#### [Exercise instructions]
Nothing before the line containing "Point out the white" belongs in the answer; quote that line and all lines after it through the end of the material, word for word.

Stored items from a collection
________________

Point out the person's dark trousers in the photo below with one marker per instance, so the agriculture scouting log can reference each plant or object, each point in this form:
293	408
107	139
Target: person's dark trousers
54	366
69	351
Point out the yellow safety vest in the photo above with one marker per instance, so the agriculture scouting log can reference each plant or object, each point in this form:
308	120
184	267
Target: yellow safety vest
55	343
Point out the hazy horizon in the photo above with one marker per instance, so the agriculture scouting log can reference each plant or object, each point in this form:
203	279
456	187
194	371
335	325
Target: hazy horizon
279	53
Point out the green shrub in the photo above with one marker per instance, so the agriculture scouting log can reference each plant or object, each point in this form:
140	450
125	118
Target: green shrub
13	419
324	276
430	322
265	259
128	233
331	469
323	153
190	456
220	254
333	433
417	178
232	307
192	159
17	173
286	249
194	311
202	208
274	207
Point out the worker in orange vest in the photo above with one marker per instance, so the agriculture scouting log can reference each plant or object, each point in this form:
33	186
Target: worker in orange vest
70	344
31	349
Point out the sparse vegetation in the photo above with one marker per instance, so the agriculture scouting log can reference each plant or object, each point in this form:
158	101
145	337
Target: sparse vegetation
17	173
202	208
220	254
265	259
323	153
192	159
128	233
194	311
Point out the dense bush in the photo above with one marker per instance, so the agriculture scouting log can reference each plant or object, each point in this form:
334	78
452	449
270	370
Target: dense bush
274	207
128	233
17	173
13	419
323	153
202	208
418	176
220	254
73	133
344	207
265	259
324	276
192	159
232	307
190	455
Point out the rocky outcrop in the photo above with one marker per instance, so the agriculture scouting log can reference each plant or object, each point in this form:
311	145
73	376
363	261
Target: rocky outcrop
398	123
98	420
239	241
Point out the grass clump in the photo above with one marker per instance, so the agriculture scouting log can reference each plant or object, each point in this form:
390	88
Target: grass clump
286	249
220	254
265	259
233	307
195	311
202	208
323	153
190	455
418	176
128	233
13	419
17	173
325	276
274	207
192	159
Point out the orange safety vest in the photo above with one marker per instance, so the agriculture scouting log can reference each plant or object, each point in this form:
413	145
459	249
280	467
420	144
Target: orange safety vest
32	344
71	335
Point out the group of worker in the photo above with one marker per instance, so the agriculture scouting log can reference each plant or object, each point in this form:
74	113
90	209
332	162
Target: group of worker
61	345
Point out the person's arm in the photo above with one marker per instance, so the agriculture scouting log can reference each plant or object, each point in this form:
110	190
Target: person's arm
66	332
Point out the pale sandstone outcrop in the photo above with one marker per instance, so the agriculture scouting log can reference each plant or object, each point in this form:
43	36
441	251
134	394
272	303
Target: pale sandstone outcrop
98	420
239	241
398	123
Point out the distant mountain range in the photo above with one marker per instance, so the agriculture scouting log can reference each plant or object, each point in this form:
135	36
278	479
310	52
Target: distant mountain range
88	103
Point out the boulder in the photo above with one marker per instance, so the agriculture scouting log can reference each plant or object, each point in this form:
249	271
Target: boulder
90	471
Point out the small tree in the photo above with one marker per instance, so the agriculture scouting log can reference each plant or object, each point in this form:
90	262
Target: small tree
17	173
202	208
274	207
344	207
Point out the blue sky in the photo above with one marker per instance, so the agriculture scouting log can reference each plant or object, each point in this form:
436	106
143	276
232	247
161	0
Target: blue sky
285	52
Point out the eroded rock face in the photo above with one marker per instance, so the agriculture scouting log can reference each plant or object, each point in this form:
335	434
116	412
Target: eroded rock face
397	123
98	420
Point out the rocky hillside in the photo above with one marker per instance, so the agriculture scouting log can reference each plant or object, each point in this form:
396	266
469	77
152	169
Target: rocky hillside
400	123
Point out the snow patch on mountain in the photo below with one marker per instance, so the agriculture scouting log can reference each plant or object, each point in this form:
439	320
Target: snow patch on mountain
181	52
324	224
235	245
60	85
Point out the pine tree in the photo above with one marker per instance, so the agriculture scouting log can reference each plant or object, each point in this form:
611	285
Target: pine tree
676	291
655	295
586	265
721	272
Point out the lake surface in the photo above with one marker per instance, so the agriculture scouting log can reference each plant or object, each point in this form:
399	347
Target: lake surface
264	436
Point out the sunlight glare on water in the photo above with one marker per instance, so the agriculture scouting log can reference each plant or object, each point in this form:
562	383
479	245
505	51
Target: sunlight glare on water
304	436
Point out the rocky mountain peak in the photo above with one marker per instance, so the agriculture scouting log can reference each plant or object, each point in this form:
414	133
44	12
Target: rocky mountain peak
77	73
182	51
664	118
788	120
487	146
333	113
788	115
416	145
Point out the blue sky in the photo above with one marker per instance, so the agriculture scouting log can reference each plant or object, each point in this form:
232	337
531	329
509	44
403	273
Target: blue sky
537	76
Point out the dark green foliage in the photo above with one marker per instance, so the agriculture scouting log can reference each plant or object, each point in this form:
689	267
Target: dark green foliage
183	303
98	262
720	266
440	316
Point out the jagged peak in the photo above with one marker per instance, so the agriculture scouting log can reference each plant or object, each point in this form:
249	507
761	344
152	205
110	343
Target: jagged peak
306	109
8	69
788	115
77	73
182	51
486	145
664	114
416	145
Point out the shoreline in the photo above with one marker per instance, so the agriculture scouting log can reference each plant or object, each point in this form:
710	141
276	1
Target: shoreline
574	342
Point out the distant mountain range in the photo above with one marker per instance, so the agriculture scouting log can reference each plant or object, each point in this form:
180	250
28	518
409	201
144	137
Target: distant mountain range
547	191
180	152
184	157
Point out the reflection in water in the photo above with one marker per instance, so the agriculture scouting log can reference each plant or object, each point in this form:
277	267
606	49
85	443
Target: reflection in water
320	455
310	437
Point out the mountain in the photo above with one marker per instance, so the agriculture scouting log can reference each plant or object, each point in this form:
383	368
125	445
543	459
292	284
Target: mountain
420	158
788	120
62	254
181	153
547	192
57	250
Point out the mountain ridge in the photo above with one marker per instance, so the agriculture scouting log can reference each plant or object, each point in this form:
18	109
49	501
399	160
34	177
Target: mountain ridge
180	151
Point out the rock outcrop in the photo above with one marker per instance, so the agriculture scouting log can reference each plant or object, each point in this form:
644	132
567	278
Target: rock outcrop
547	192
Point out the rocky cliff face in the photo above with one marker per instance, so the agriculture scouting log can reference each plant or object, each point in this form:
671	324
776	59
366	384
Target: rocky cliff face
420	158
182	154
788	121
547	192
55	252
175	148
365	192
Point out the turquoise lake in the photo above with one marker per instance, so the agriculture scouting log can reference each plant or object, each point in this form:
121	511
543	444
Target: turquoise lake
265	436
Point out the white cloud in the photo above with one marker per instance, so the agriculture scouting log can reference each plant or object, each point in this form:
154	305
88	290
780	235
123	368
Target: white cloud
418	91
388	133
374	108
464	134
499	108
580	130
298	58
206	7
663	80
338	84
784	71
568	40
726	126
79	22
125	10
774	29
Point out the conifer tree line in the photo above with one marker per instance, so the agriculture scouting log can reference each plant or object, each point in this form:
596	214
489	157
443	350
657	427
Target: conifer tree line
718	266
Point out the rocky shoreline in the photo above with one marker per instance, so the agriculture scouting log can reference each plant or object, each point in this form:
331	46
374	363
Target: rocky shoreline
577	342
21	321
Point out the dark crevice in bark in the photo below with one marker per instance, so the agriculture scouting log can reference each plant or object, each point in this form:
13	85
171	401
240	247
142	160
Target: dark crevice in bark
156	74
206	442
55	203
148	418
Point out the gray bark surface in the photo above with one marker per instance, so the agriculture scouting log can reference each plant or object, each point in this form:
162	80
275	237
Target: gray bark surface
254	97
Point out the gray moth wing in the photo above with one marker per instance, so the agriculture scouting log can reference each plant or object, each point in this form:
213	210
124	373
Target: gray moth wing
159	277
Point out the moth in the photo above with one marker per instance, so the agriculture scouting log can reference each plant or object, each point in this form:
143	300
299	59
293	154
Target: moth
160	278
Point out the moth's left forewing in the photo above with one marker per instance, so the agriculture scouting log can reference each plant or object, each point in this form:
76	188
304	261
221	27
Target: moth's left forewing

________________

#### [Response below]
Point out the white cloud in the photo above with one marker per instance, so the agriculture scouting log can reference each plant or object, each point in this form:
154	305
88	290
780	235
123	368
Target: white cloud
418	91
388	133
374	108
464	134
499	108
580	130
298	58
206	7
663	80
338	84
784	71
568	40
726	126
79	22
125	10
774	29
Point out the conifer tree line in the photo above with one marker per instance, so the agriculture scouting log can reference each plant or object, each point in this form:
596	214
489	157
443	350
657	427
Target: conifer tree line
718	266
Point out the rocky shoreline in the photo above with one marker per instance, so the agriculture scouting log can reference each plant or object, each point in this form:
331	46
374	363
Target: rocky shoreline
577	342
21	321
Point out the dark crevice in bark in the photo below with one marker per instance, so the agriculture scouting log can reference each plant or object, each point in this form:
13	85
171	401
240	247
142	160
Target: dark crevice in bark
156	74
206	442
55	203
148	418
Point out the gray bark surface in the photo above with one marker per instance, so the agriculture scouting log can reference each plant or object, each point in this form:
162	80
275	237
Target: gray bark surface
254	97
Point out the gray moth wing in the photo above with one marker per instance, so the agriculture scouting log can reference each plant or object, each point in this form:
213	210
124	373
Target: gray moth wing
159	277
Point out the moth in the photo above with one marker per instance, so the agriculture scouting log can reference each plant or object, each point in this form:
143	300
299	59
293	154
Target: moth
160	278
Point out the moth's left forewing in the photo above with one marker per instance, so the agriculture scouting log can reference each plant or object, each point in this form:
76	188
304	261
221	27
Target: moth's left forewing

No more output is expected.